— Exercise goal —
Reproduce all entries precisely, down to the last character.

— Material to process —
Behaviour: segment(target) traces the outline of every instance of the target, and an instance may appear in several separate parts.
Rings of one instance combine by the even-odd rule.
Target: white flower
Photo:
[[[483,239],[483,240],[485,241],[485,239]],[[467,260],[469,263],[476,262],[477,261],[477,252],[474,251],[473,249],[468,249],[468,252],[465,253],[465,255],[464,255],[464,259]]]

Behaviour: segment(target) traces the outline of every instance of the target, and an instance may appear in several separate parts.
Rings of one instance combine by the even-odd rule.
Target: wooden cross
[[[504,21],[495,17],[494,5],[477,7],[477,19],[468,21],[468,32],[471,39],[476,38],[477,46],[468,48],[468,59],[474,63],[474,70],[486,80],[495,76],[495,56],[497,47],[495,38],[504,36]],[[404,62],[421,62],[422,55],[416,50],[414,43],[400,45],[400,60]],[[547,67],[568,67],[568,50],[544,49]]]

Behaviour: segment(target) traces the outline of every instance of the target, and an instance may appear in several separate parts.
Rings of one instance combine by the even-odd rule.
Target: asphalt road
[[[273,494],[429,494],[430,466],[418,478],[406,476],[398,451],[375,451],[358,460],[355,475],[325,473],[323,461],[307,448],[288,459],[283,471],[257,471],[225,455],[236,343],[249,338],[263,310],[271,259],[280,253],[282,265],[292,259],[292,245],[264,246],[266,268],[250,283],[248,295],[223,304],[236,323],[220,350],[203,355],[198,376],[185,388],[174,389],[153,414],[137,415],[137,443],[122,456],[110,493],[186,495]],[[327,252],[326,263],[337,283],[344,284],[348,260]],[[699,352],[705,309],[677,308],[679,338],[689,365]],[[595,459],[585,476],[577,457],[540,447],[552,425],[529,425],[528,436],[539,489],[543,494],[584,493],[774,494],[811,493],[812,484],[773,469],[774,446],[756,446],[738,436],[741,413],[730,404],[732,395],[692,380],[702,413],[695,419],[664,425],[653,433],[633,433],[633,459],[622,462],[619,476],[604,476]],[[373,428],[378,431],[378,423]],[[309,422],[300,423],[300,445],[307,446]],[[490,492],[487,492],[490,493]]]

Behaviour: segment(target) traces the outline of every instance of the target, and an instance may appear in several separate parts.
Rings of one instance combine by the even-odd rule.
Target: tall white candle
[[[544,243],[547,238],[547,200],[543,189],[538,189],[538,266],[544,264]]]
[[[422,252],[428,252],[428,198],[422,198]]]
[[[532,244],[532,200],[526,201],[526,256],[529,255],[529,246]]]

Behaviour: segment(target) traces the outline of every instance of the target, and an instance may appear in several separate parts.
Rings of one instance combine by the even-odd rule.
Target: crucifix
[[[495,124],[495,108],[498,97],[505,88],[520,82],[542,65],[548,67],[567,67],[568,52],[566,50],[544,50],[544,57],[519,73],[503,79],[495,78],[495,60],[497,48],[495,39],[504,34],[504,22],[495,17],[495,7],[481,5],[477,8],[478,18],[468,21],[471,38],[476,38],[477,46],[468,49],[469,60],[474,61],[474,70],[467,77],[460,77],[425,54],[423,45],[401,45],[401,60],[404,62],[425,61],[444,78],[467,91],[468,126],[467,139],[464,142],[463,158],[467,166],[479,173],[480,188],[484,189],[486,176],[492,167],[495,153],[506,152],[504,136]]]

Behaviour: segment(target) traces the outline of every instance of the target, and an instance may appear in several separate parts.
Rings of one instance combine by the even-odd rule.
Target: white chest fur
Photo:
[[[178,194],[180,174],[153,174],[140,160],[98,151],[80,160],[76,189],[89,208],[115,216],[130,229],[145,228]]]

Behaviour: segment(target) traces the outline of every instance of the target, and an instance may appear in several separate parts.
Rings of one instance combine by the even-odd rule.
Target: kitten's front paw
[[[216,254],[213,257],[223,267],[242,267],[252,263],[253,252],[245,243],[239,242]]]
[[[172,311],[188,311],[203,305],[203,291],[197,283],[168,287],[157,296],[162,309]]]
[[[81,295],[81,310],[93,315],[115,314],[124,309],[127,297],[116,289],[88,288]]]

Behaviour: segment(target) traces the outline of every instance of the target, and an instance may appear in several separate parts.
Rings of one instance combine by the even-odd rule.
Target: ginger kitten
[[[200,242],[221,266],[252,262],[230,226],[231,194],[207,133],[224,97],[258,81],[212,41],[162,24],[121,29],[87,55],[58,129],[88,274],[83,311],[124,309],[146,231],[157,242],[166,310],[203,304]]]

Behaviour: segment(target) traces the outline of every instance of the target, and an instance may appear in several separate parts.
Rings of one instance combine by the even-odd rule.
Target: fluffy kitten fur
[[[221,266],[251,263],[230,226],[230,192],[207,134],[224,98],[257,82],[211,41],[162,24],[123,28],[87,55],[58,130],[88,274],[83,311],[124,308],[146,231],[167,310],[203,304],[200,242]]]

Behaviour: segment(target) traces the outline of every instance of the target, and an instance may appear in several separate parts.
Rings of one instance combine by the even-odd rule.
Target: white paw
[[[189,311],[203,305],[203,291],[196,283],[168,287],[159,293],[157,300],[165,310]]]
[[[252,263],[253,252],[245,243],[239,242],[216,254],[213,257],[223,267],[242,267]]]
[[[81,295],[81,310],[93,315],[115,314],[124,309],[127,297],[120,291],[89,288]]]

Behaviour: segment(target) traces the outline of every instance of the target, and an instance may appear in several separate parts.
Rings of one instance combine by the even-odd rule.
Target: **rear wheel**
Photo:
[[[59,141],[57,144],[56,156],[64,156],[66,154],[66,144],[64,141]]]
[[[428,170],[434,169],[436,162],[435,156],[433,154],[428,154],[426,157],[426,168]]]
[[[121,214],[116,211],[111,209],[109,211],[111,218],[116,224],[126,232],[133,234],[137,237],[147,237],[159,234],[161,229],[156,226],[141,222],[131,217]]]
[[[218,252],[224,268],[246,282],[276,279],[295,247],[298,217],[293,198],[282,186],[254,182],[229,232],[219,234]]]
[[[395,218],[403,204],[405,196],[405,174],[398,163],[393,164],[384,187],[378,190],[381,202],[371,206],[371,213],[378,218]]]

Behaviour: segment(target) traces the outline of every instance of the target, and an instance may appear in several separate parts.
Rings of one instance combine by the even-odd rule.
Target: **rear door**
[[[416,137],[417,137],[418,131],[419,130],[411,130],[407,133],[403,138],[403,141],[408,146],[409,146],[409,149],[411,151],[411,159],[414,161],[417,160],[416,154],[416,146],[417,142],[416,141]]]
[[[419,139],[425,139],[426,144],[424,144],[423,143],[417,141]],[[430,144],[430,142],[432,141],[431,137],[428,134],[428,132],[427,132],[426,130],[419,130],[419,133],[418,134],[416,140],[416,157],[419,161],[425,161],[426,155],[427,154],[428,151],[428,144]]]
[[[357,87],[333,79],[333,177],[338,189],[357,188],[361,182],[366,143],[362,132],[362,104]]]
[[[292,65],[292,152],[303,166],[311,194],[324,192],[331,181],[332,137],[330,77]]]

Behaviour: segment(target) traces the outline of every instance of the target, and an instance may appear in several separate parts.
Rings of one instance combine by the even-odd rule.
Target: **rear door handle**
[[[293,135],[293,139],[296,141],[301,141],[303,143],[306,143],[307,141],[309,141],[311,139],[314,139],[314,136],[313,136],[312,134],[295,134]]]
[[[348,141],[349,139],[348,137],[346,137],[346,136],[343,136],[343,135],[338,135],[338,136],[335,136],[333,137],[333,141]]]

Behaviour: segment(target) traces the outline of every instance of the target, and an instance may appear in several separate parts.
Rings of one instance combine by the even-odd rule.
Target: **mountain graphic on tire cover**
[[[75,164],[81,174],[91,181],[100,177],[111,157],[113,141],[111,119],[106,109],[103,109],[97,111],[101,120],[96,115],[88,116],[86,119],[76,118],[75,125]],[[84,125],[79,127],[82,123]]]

— Answer —
Behaviour: segment(target) traces the outline of every instance of the target, and an instance may appear in several separate parts.
Rings of one instance combine by the even-odd rule.
Target: white flower
Photo:
[[[483,239],[483,240],[485,241],[485,239]],[[467,260],[469,263],[476,262],[477,261],[477,252],[474,251],[473,249],[468,249],[468,252],[465,253],[465,255],[464,255],[464,259]]]

Behaviour: segment(target) traces the outline of every instance of the target, and an instance may appear in several separate parts.
Rings of one instance combine by the even-odd rule.
Target: wooden cross
[[[504,21],[495,17],[494,5],[477,7],[477,19],[468,21],[468,32],[471,39],[476,38],[477,46],[468,48],[468,59],[474,63],[474,70],[486,80],[495,76],[495,56],[497,47],[495,38],[504,36]],[[404,62],[421,62],[422,55],[416,50],[414,43],[400,45],[400,60]],[[547,67],[568,67],[568,50],[544,49]]]

Behaviour: segment(target) traces the outline of every instance of the target, and an instance may appear in several separate parts.
Rings of one instance combine by the even-odd rule.
Target: asphalt road
[[[273,494],[429,494],[430,466],[418,478],[406,476],[398,451],[375,451],[358,460],[355,475],[325,473],[323,461],[307,448],[288,459],[283,471],[257,471],[225,455],[236,343],[249,338],[263,310],[271,259],[280,253],[282,265],[292,259],[292,245],[264,246],[266,268],[250,283],[248,295],[223,304],[236,323],[220,350],[203,355],[198,376],[185,388],[174,389],[153,414],[137,415],[137,443],[122,456],[110,493],[186,495]],[[327,252],[326,263],[337,283],[344,284],[348,260]],[[699,352],[705,309],[677,308],[679,338],[689,365]],[[595,459],[585,476],[577,457],[540,447],[552,425],[529,425],[528,436],[539,489],[543,494],[584,493],[774,494],[811,493],[812,484],[773,469],[774,446],[756,446],[738,436],[741,413],[730,404],[732,395],[692,380],[702,413],[695,419],[664,425],[653,433],[633,433],[633,459],[622,462],[619,476],[604,476]],[[373,428],[378,431],[378,423]],[[309,422],[300,423],[300,445],[307,446]],[[490,492],[487,492],[490,493]]]

Behaviour: segment(target) traces the outline of every instance of the target, and an instance may appear in several separate parts.
Rings of one instance combine by the even-odd rule.
Target: tall white candle
[[[544,243],[547,238],[547,200],[543,189],[538,189],[538,266],[544,264]]]
[[[422,252],[428,252],[428,198],[422,198]]]
[[[532,244],[532,200],[526,201],[526,256],[529,255],[529,246]]]

Behaviour: segment(target) traces the outline of every instance of the target, and an instance may appear in several separate parts.
Rings of one instance combine by the even-odd rule.
Target: crucifix
[[[495,124],[495,108],[498,97],[505,88],[520,82],[542,65],[548,67],[567,67],[568,52],[566,50],[544,50],[544,57],[519,73],[503,79],[495,78],[495,60],[497,48],[495,39],[504,34],[504,22],[495,17],[495,7],[481,5],[477,8],[478,18],[468,21],[471,38],[476,38],[477,46],[468,49],[469,60],[474,61],[474,70],[467,77],[460,77],[425,54],[423,45],[401,45],[401,60],[404,62],[425,61],[444,78],[467,91],[468,126],[467,139],[464,142],[463,158],[467,166],[479,173],[480,188],[484,189],[486,176],[492,167],[495,153],[506,152],[504,136]]]

Behaviour: segment(target) traces the outline of every instance of the target, and an instance may appear in several separate parts.
Rings of one instance combine by the even-odd rule.
Target: white chest fur
Photo:
[[[178,194],[180,174],[153,174],[140,160],[98,151],[80,160],[76,189],[89,208],[115,216],[130,229],[145,228]]]

Behaviour: segment(target) traces the outline of every instance of the target, and an instance may appear in several separate parts.
Rings of one instance combine by the even-odd rule.
Target: kitten's front paw
[[[216,254],[213,257],[223,267],[242,267],[252,263],[253,252],[245,243],[239,242]]]
[[[172,311],[188,311],[203,305],[203,291],[197,283],[168,287],[157,296],[162,309]]]
[[[81,295],[81,310],[93,315],[115,314],[124,309],[127,297],[116,289],[88,288]]]

Behaviour: segment(target) traces the outline of every instance of the target, and an instance may appear in several separate parts.
Rings of one instance combine by the even-odd rule.
Target: ginger kitten
[[[200,242],[221,266],[252,262],[230,226],[231,194],[207,133],[224,97],[258,81],[212,41],[162,24],[121,29],[87,55],[58,129],[88,274],[83,311],[124,309],[146,231],[157,242],[166,310],[203,304]]]

Behaviour: segment(target) traces the outline of every instance of the target, and an instance may appear in several separate parts.
Rings of one instance combine by the even-odd rule.
Target: fluffy kitten fur
[[[221,266],[251,263],[230,226],[230,192],[207,134],[224,98],[257,82],[211,41],[162,24],[123,28],[87,55],[58,130],[88,274],[83,311],[124,308],[146,231],[167,310],[203,304],[200,242]]]

Behaviour: segment(target) traces the outline of every instance of the target, and an instance may appear in several separate parts.
Rings of one instance combine by the even-odd rule.
Target: white paw
[[[189,311],[203,305],[203,291],[196,283],[168,287],[159,293],[157,300],[165,310]]]
[[[252,263],[253,252],[245,243],[239,242],[216,254],[213,257],[223,267],[242,267]]]
[[[81,295],[81,310],[93,315],[115,314],[124,309],[127,297],[120,291],[89,288]]]

Behaviour: segment(target) traces the outline of every instance of the target, and an instance may appear in several separate parts.
Rings of one instance combine by the even-odd rule.
Target: **rear wheel**
Photo:
[[[59,141],[57,144],[56,156],[64,156],[66,154],[66,144],[64,141]]]
[[[428,170],[434,169],[436,162],[435,156],[433,154],[428,154],[426,157],[426,168]]]
[[[121,214],[116,211],[111,209],[109,211],[111,218],[116,224],[126,232],[133,234],[137,237],[147,237],[159,234],[161,229],[156,226],[141,222],[131,217]]]
[[[218,252],[224,268],[246,282],[276,279],[295,247],[298,217],[293,198],[282,186],[254,182],[229,232],[219,234]]]
[[[395,218],[403,204],[405,196],[405,174],[398,163],[393,164],[384,187],[378,190],[381,202],[371,206],[371,213],[378,218]]]

Behaviour: segment(target) traces the outline of every instance of the target, and an instance may appear in several separate parts.
Rings of one instance combine by the even-odd rule.
Target: **rear door**
[[[416,137],[417,137],[418,131],[419,130],[411,130],[407,133],[403,138],[403,141],[408,146],[409,146],[409,149],[411,151],[411,159],[414,161],[417,160],[416,154],[416,146],[417,142],[416,141]]]
[[[419,139],[425,139],[426,144],[424,144],[423,143],[417,141]],[[430,144],[430,142],[432,141],[431,137],[428,134],[428,132],[427,132],[426,130],[419,130],[419,133],[418,134],[416,140],[416,157],[419,161],[425,161],[426,155],[427,154],[428,151],[428,144]]]
[[[357,87],[333,79],[333,177],[338,189],[357,188],[361,182],[366,143],[362,132],[362,104]]]
[[[292,65],[292,152],[303,166],[311,194],[324,192],[331,181],[332,137],[330,77]]]

Behaviour: segment(target) traces the outline of every instance of the target, and an instance may appear in several separate parts.
Rings of one instance combine by the even-odd rule.
Target: **rear door handle**
[[[293,135],[293,139],[296,141],[301,141],[303,143],[306,143],[307,141],[309,141],[311,139],[314,139],[314,136],[313,136],[312,134],[295,134]]]
[[[348,141],[349,139],[348,137],[346,137],[346,136],[343,136],[343,135],[338,135],[338,136],[335,136],[333,137],[333,141]]]

Behaviour: segment(target) traces the outline of every instance of the target, and an instance may appear in several separate parts.
Rings of one instance combine by the even-odd rule.
Target: **mountain graphic on tire cover**
[[[75,164],[81,174],[91,181],[100,177],[111,157],[113,141],[111,119],[106,109],[103,109],[97,111],[101,120],[96,115],[88,116],[86,119],[76,118],[75,125]],[[84,125],[79,127],[82,123]]]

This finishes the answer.